- **Hedef**
Aşağıdaki malzemede "of the microphone" ifadesinin geçtiği satırdan başlayıp "[[577, 317]]" ifadesinin geçtiği satıra kadar (iki uç da dahil) olan satırları, "microphone" yerine "camera" yazıp geri kalan her şeyi olduğu gibi bırakarak değiştirip yalnızca bu satırları verir misin?

- **Ayıklanan Malzeme**
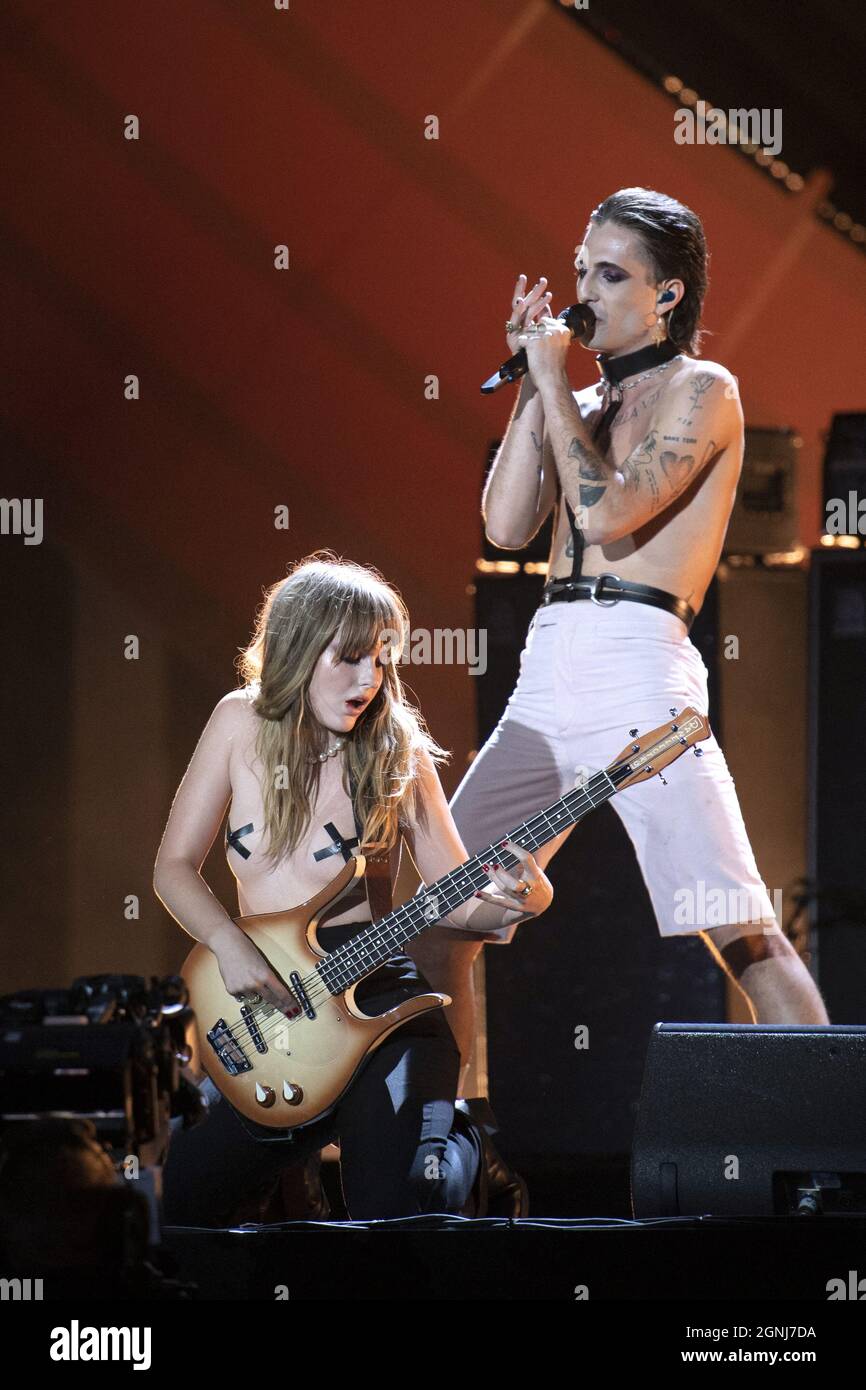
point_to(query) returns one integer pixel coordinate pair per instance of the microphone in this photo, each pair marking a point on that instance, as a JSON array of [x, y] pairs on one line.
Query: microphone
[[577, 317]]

---

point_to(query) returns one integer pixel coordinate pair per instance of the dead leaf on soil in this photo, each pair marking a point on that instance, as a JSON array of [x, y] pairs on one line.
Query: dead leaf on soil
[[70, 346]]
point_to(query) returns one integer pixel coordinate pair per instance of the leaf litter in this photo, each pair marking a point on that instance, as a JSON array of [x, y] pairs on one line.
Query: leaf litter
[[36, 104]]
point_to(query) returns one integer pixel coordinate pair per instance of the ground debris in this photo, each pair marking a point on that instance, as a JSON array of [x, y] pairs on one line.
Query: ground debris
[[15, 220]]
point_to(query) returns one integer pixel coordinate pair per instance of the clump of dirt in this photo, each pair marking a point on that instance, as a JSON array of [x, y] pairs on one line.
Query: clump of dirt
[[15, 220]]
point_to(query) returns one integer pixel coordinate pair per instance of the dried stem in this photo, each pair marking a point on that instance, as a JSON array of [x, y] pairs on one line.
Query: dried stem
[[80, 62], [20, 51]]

==

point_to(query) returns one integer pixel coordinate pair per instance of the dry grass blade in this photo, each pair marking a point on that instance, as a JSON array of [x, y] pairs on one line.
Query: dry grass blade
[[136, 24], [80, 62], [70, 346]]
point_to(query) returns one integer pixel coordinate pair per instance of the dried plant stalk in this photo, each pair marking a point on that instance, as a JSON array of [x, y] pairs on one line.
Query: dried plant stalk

- **Ayrıntılı Çözüm**
point_to(query) returns one integer pixel coordinate pair per instance of the camera in this photo, each pair marking a point on that instance, as a JSON array of [x, y] pairs on one line.
Query: camera
[[577, 317]]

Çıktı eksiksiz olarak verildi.